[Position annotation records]
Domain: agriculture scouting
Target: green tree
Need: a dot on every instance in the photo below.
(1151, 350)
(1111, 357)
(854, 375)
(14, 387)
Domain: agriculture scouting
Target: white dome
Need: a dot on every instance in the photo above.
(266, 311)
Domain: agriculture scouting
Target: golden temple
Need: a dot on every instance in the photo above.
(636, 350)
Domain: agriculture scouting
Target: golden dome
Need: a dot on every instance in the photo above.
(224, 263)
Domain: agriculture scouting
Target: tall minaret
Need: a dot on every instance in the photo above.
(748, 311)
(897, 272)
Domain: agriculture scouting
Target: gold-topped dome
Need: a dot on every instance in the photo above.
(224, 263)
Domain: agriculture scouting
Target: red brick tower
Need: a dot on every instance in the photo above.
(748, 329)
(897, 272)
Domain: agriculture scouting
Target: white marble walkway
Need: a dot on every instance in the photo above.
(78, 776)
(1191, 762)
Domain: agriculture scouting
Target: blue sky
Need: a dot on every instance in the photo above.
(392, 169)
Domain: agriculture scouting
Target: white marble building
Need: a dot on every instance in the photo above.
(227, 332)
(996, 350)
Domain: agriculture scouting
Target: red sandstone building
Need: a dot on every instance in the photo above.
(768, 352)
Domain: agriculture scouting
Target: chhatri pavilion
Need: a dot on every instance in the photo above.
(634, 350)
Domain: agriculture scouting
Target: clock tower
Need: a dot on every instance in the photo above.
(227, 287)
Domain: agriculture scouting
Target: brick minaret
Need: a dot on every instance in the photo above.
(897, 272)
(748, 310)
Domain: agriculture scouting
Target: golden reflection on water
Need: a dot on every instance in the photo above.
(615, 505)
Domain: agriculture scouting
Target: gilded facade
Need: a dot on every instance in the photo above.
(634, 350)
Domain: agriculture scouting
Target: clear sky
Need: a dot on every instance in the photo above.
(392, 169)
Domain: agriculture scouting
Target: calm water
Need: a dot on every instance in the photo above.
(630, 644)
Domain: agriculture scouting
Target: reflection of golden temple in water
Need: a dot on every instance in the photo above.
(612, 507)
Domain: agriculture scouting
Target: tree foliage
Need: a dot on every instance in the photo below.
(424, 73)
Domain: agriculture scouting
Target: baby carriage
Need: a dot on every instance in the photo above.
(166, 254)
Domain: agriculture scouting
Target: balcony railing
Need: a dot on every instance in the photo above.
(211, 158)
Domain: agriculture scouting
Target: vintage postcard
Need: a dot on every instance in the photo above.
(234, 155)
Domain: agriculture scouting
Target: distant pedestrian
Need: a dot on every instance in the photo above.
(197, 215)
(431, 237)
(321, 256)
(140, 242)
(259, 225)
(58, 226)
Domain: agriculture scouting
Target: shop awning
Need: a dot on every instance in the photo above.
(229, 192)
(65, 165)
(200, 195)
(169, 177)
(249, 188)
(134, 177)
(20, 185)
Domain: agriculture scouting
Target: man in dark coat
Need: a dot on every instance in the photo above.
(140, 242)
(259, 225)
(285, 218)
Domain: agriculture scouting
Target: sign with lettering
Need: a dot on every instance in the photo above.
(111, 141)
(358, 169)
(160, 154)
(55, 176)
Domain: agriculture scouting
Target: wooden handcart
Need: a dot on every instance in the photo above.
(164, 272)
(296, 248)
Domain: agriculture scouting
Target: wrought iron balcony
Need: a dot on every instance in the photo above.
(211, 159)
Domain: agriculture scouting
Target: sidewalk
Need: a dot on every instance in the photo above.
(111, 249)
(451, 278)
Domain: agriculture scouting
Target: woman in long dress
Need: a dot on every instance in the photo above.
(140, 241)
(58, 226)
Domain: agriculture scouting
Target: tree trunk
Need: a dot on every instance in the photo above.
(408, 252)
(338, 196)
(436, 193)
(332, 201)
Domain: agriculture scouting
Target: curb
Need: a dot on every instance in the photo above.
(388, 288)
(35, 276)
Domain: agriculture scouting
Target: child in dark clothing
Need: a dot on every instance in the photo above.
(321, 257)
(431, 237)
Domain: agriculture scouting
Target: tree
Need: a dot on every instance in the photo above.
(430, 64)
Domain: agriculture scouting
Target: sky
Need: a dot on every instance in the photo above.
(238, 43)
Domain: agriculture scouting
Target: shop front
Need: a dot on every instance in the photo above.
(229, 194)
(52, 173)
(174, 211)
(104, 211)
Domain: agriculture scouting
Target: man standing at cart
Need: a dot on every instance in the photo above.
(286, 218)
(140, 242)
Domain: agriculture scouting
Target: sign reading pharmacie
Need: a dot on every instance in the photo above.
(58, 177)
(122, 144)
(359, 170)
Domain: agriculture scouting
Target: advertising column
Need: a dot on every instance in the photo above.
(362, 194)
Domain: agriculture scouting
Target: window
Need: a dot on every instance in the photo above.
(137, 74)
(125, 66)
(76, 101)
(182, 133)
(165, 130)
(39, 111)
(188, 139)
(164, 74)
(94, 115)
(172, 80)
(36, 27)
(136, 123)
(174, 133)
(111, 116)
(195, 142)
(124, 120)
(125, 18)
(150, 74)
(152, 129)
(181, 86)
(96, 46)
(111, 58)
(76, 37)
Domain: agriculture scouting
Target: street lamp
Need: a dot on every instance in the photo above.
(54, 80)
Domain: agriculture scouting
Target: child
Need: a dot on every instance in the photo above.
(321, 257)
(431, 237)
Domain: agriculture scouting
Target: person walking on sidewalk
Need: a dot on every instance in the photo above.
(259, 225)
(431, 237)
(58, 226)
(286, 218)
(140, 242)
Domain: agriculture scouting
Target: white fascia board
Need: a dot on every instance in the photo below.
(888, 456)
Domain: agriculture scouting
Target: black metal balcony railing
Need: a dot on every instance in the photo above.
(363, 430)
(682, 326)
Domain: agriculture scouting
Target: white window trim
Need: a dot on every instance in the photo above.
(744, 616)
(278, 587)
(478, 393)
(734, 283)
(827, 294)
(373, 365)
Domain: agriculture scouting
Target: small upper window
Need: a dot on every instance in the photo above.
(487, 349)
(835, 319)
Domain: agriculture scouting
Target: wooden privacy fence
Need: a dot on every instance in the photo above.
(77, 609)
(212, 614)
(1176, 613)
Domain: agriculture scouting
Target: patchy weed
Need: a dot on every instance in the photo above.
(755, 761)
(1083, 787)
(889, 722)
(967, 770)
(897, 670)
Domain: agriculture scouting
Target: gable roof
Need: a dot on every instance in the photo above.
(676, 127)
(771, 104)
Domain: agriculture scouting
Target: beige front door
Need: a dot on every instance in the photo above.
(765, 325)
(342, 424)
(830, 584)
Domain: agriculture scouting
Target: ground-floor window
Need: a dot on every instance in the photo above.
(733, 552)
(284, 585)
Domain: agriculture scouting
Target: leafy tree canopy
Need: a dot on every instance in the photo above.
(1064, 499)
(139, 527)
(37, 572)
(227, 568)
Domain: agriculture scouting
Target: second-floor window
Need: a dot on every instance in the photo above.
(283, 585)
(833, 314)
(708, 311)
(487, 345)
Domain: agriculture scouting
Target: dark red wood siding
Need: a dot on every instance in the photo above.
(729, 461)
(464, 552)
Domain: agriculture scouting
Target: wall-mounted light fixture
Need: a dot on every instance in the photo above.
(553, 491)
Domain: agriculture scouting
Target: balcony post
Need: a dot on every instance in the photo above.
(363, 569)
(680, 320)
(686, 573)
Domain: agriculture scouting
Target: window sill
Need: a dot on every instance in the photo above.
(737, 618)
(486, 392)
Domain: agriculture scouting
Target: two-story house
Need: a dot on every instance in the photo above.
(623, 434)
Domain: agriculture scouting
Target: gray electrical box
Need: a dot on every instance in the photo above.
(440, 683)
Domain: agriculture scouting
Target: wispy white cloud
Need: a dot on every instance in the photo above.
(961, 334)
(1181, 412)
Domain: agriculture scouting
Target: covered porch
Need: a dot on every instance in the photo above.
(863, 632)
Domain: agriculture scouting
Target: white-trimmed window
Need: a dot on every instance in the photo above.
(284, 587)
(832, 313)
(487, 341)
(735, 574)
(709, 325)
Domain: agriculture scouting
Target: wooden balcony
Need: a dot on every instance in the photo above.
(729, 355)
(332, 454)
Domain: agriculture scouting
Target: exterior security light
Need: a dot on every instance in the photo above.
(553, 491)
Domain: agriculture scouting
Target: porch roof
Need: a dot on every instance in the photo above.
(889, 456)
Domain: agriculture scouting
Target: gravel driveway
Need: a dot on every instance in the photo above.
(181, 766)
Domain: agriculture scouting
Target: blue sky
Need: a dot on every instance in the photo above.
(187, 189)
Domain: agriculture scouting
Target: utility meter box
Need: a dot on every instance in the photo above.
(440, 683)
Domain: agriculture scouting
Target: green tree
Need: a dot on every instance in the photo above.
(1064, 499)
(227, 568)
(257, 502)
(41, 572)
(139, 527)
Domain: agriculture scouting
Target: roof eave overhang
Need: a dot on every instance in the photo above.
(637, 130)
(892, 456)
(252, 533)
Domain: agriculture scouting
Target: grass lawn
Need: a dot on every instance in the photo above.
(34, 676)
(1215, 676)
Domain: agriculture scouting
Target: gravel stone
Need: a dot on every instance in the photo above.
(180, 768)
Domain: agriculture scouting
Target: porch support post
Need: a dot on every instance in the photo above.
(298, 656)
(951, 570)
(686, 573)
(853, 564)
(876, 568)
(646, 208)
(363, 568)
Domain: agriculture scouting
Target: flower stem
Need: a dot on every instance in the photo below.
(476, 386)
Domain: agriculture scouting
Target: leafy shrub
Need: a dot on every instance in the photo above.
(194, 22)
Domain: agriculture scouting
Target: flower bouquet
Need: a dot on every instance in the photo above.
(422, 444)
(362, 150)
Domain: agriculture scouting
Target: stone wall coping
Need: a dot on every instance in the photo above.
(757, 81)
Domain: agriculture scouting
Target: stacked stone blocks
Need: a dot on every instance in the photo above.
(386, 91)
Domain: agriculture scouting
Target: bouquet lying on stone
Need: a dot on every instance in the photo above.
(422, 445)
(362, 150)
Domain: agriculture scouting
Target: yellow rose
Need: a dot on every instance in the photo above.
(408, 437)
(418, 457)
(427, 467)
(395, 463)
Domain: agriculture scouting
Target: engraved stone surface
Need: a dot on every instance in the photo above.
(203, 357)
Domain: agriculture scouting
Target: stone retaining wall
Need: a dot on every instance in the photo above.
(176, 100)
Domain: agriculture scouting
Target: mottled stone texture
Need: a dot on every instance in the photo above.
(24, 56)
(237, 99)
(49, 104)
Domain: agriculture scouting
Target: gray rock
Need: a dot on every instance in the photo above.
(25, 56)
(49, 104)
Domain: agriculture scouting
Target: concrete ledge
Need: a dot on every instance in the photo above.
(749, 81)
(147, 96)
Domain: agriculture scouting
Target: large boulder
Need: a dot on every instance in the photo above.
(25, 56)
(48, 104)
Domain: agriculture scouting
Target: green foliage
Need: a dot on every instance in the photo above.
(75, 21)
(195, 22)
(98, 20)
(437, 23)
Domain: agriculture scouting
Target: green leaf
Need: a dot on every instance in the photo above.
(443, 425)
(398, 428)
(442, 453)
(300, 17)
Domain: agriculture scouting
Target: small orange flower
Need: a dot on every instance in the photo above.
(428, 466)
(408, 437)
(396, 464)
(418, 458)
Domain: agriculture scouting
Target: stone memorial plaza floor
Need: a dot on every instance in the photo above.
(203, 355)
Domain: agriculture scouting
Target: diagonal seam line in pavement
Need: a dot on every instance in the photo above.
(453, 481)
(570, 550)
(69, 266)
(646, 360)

▶ [Task] Please list every line of the material above that contains the string "floor".

▶ [Task output]
Target: ground-floor window
Target: second-floor window
Target: stone memorial plaza floor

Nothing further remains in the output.